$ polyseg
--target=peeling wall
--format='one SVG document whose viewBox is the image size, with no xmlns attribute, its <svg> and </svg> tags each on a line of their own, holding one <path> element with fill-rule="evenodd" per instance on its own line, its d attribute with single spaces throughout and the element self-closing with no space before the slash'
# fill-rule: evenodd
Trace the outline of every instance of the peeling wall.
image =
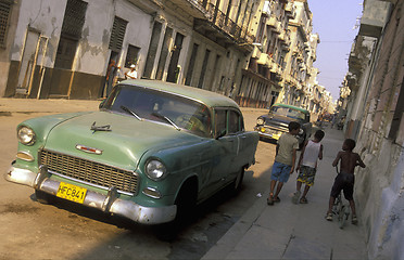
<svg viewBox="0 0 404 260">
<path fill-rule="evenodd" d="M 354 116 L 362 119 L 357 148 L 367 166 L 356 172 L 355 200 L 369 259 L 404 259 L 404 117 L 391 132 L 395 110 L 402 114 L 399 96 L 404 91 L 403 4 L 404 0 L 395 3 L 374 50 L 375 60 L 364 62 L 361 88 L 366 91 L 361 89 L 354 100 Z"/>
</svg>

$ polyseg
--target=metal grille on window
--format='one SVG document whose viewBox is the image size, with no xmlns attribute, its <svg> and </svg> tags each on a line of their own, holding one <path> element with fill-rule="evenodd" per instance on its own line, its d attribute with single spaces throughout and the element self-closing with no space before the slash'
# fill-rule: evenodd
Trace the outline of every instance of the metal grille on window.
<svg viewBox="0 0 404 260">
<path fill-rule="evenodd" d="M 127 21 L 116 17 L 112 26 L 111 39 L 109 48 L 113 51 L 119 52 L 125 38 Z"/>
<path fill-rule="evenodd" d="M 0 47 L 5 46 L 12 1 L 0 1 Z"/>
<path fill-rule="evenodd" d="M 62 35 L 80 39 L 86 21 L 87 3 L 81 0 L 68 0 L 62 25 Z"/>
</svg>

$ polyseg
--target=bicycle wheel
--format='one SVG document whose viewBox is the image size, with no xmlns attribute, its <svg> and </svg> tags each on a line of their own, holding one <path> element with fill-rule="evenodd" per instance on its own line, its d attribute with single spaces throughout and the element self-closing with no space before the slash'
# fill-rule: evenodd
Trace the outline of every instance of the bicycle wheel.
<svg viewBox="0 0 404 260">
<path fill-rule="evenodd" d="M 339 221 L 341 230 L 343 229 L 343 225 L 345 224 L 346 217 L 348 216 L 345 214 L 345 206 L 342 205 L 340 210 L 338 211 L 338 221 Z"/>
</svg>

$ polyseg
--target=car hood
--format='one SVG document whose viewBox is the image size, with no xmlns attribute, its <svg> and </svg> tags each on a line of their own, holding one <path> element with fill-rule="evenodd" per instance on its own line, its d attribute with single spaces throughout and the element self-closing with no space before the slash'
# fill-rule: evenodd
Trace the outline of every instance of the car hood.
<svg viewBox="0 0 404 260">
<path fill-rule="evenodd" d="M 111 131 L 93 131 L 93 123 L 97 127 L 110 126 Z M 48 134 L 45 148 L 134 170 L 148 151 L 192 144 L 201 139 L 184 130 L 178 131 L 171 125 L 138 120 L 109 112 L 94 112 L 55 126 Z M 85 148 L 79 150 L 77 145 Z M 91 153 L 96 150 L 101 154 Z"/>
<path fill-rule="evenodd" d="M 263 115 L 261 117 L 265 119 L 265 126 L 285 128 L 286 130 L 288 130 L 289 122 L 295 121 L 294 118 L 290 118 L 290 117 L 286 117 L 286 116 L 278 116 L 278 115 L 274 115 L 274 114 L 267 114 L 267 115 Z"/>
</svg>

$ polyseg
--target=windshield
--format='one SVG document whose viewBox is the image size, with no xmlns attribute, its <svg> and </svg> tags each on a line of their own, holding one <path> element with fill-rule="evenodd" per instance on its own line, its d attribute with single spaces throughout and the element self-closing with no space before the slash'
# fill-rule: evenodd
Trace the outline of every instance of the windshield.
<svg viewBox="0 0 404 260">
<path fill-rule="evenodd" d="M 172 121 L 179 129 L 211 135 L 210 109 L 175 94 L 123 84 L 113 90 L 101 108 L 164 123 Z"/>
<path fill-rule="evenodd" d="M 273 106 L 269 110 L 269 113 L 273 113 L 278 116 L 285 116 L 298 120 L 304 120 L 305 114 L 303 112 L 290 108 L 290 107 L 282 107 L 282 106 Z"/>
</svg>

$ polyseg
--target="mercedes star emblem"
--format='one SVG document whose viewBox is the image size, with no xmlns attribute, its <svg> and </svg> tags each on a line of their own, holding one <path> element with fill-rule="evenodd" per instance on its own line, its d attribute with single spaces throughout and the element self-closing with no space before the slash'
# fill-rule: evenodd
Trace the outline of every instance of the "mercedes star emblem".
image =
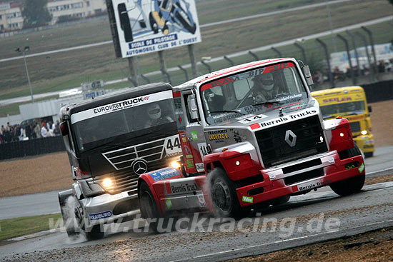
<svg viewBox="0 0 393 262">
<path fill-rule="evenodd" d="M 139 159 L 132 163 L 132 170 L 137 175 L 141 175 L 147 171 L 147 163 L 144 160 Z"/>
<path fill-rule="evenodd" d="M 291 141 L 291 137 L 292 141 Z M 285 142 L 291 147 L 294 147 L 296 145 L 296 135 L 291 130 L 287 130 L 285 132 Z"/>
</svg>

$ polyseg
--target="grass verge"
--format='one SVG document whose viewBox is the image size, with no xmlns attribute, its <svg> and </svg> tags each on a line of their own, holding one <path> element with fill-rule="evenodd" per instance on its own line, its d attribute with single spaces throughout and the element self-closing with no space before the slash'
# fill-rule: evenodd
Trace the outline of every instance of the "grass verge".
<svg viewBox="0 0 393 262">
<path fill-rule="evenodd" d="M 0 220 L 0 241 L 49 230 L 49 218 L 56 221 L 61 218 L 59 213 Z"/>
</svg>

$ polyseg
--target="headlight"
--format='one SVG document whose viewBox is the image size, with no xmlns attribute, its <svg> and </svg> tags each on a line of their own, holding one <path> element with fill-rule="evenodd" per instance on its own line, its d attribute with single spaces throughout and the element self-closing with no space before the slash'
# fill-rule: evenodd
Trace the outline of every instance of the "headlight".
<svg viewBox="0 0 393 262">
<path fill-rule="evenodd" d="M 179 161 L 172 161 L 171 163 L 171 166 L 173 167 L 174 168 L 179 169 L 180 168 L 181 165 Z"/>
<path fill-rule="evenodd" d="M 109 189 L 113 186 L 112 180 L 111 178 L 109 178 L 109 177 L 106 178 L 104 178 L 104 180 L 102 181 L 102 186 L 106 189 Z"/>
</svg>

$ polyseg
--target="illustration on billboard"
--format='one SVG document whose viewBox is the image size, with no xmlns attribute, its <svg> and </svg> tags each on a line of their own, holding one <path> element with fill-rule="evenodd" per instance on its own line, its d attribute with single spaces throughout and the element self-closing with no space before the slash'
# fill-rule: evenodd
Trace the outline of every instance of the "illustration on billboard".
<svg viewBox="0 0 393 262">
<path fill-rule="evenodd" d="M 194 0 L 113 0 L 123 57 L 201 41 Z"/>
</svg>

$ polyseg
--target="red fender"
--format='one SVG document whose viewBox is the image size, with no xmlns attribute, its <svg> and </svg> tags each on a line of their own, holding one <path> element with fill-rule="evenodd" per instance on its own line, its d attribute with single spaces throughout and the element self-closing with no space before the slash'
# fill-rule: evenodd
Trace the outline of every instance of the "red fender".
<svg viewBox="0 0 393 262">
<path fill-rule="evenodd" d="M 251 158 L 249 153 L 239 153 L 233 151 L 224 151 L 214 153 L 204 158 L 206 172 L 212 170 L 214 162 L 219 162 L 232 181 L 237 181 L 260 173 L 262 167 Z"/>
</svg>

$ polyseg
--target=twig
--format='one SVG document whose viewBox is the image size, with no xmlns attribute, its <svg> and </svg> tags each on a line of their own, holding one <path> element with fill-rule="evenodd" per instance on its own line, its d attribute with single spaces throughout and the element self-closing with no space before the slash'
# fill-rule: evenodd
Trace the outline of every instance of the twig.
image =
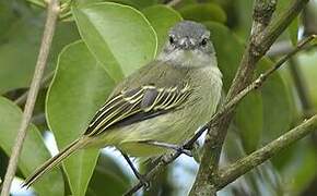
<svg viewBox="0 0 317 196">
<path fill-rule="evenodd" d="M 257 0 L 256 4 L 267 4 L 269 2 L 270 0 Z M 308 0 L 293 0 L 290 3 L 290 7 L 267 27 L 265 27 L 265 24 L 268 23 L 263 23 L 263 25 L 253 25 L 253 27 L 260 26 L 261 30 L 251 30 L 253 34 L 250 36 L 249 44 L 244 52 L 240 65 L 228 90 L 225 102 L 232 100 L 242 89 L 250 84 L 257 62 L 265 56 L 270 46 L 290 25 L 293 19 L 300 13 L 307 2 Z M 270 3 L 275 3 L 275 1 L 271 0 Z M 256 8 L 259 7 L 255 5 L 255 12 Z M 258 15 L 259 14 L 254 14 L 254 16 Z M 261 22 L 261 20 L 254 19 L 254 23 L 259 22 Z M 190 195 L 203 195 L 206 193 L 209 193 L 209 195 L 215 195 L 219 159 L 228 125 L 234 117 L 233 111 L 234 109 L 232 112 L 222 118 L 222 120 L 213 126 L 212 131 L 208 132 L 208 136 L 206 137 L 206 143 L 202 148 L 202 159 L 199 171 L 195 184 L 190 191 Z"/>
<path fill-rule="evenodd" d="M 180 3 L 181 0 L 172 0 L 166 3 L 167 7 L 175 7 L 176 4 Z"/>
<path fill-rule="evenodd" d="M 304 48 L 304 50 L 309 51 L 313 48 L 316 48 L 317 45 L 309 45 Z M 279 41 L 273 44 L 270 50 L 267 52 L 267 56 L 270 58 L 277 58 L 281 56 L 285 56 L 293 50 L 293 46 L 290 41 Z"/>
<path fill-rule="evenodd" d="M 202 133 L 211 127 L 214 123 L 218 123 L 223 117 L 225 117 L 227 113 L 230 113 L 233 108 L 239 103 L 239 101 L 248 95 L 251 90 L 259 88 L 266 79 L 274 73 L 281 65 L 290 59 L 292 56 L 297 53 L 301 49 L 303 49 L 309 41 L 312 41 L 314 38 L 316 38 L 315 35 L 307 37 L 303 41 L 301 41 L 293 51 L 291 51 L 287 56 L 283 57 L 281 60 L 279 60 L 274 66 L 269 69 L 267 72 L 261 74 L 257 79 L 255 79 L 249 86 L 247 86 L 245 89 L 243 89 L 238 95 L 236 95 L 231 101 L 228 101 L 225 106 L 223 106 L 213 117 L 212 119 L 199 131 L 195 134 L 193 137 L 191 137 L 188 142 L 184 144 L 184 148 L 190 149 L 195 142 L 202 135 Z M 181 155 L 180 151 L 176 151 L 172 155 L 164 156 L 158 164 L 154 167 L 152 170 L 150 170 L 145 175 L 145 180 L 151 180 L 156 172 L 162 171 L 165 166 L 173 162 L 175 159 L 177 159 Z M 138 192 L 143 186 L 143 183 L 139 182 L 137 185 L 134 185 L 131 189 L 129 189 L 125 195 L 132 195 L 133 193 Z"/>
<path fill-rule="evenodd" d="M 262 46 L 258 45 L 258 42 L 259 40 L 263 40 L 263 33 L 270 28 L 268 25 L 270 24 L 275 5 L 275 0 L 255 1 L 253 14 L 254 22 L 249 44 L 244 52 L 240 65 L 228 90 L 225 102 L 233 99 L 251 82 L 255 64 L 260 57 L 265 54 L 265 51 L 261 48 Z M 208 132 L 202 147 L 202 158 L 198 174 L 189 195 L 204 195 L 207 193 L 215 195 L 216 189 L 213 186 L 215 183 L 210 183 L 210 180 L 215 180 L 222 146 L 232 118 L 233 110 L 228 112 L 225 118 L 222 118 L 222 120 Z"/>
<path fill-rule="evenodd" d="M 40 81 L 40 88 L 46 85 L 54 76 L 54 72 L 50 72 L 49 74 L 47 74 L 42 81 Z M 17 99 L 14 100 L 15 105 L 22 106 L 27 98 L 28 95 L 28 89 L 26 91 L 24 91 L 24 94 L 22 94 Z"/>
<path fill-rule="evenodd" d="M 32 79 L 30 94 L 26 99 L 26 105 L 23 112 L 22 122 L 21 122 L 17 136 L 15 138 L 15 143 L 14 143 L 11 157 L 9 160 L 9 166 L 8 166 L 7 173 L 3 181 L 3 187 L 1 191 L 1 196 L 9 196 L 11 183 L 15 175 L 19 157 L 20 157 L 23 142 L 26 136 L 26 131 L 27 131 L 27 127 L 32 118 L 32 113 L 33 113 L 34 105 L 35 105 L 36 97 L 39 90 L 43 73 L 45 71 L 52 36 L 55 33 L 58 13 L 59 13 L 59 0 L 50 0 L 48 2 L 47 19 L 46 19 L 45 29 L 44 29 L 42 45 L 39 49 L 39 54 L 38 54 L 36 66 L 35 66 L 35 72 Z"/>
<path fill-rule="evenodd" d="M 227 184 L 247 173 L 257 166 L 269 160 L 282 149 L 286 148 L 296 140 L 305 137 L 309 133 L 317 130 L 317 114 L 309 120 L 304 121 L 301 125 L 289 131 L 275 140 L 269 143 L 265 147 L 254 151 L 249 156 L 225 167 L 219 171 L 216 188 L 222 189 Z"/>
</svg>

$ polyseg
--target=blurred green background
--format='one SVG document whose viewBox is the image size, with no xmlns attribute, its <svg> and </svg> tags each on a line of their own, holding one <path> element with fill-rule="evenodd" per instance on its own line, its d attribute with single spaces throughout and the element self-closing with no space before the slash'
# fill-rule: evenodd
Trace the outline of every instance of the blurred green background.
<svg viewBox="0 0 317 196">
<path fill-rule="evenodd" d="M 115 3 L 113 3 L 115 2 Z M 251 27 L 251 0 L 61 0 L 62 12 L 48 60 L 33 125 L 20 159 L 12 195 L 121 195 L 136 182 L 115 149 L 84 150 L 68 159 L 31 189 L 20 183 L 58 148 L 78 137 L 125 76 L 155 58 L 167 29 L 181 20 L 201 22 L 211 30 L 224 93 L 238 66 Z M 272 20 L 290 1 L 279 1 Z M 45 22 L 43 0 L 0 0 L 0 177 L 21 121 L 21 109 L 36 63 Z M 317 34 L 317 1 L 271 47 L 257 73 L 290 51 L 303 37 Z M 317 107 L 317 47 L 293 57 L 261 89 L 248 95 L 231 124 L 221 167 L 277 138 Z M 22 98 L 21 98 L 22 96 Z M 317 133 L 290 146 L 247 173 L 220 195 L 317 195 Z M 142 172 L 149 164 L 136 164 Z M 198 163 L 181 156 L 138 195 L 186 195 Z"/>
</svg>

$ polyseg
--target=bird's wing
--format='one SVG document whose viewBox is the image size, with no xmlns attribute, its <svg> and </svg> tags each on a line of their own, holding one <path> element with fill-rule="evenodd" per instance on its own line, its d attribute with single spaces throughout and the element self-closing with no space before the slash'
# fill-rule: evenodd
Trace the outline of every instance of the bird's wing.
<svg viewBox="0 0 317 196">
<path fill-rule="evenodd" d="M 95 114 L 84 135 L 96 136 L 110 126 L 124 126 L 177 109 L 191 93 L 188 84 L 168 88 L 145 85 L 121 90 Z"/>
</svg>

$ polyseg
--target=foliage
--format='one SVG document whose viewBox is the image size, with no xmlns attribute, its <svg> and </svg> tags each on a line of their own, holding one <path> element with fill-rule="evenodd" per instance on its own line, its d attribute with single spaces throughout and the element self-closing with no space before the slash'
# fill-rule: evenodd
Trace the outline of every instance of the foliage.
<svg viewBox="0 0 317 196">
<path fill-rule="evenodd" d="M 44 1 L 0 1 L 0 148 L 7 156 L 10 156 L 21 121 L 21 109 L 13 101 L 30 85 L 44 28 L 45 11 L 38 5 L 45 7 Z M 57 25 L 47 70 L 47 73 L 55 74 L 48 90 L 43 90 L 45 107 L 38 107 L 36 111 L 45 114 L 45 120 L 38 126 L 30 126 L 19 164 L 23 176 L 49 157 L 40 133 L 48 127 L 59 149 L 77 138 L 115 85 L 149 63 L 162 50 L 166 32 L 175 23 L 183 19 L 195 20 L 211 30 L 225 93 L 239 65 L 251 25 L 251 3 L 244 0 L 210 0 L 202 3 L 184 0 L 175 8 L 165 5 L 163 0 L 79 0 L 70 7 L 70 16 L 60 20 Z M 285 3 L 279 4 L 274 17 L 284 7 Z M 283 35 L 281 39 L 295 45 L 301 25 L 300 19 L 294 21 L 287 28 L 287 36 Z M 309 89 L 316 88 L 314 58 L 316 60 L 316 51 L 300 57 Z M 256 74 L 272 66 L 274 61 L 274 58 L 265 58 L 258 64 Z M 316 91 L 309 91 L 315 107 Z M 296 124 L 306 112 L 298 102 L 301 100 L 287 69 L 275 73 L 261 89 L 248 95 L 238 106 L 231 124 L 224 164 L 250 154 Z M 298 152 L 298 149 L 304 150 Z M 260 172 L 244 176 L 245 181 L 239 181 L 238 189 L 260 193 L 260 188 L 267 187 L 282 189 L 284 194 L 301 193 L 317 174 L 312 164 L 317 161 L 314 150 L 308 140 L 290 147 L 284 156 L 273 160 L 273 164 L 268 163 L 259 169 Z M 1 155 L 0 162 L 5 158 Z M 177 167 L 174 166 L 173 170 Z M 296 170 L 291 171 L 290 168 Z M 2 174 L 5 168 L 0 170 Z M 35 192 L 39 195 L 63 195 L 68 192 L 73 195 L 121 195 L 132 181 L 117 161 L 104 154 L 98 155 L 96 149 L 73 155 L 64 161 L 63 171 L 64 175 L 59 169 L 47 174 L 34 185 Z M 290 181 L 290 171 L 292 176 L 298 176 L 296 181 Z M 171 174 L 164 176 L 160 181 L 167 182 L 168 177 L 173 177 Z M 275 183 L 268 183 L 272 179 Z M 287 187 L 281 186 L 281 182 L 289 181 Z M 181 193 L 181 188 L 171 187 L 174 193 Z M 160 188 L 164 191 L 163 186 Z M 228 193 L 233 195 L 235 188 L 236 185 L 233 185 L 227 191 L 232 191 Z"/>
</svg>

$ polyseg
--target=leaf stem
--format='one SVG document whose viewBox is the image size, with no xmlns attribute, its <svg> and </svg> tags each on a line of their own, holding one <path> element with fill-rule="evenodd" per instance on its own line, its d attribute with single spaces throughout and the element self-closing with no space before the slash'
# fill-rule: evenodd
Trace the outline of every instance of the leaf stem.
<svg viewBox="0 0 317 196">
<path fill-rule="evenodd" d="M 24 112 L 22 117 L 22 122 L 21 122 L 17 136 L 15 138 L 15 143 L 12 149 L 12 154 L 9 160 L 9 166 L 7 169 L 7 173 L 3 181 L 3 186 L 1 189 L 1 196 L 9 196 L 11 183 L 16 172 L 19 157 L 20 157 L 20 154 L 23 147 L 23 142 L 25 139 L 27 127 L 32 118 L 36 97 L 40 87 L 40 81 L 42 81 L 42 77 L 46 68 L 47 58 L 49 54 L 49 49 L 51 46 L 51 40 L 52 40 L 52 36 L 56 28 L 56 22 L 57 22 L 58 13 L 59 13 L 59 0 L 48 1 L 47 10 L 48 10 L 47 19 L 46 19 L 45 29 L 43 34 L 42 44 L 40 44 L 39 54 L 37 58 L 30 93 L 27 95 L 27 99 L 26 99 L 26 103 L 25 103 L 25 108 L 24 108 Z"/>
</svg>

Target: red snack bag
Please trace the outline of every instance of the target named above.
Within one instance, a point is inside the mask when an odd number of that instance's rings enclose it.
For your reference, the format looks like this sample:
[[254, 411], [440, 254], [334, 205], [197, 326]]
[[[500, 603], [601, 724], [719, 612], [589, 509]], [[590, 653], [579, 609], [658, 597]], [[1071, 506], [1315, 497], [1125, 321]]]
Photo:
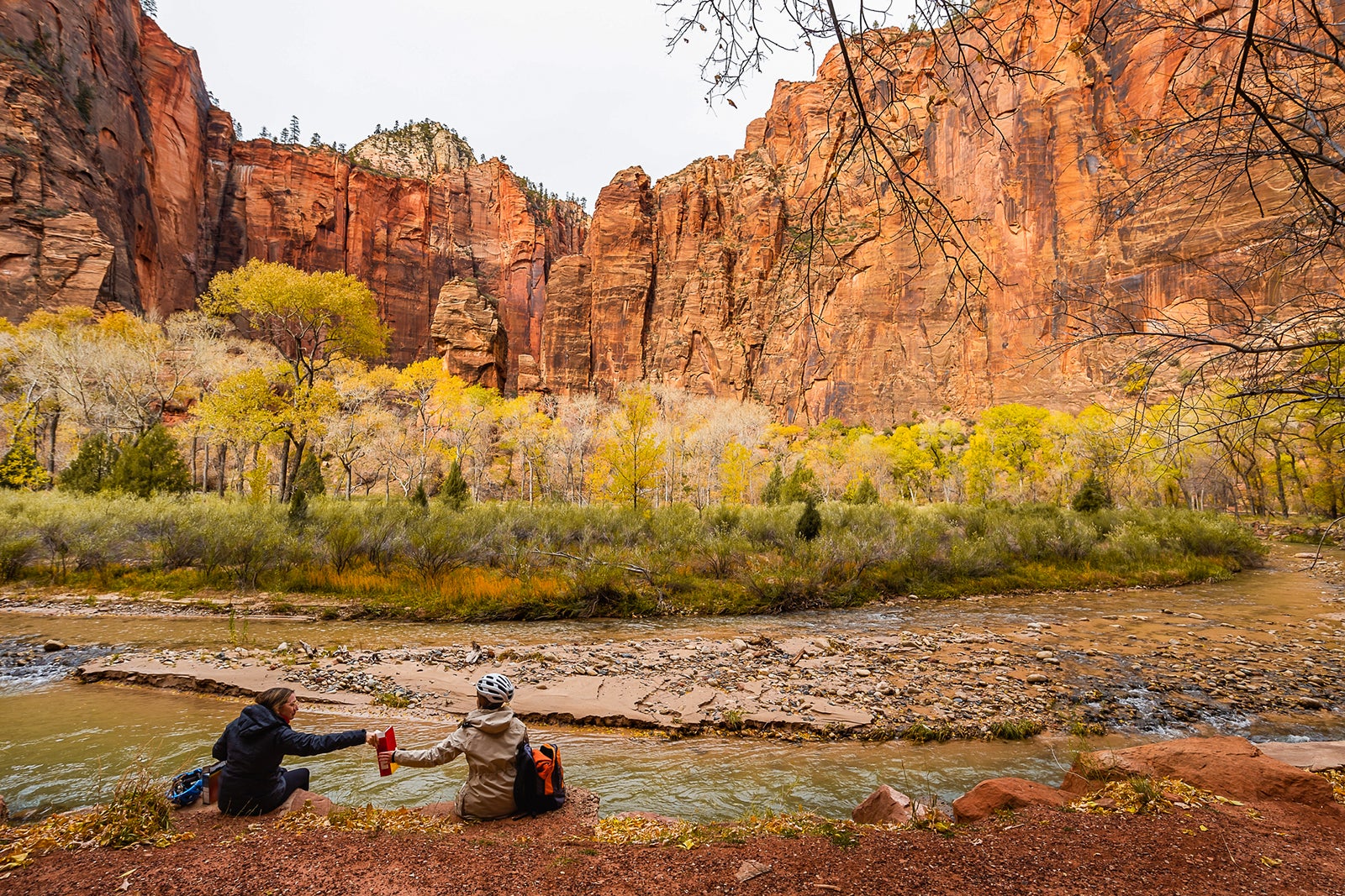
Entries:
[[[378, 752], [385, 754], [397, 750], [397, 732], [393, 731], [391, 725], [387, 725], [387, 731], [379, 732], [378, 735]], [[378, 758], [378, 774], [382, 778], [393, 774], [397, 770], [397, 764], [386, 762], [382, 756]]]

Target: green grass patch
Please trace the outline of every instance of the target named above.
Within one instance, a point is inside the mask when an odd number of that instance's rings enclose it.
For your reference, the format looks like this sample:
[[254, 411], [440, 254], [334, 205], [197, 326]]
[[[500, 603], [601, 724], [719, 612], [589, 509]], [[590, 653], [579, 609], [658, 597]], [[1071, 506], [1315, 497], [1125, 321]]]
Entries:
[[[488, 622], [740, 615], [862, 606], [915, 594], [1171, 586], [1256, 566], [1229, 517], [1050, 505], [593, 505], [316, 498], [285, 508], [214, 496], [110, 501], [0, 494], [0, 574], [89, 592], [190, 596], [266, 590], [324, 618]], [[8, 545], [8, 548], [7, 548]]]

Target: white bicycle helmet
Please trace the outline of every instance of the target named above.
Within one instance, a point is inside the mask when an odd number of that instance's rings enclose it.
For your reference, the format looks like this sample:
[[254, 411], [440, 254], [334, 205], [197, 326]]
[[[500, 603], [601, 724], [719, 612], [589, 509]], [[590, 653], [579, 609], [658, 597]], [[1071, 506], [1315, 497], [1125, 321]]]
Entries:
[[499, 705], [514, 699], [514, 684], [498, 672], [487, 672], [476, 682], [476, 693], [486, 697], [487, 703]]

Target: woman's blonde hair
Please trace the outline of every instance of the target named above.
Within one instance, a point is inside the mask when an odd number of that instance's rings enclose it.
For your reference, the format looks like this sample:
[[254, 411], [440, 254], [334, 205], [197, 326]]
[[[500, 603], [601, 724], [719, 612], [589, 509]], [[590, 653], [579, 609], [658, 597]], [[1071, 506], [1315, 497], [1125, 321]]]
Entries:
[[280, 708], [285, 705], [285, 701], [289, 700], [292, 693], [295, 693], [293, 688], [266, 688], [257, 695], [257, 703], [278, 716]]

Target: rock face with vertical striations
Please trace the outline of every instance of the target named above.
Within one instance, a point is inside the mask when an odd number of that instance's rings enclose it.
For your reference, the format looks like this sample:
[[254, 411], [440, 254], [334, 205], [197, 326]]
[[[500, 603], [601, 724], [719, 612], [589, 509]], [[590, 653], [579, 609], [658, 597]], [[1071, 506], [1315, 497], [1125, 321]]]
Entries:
********
**The problem:** Identify every line in the listing above that contains the string "grille", and copy each such line. Case counts.

**Reply:**
--target=metal grille on window
Trace the outline of every instance of the metal grille on window.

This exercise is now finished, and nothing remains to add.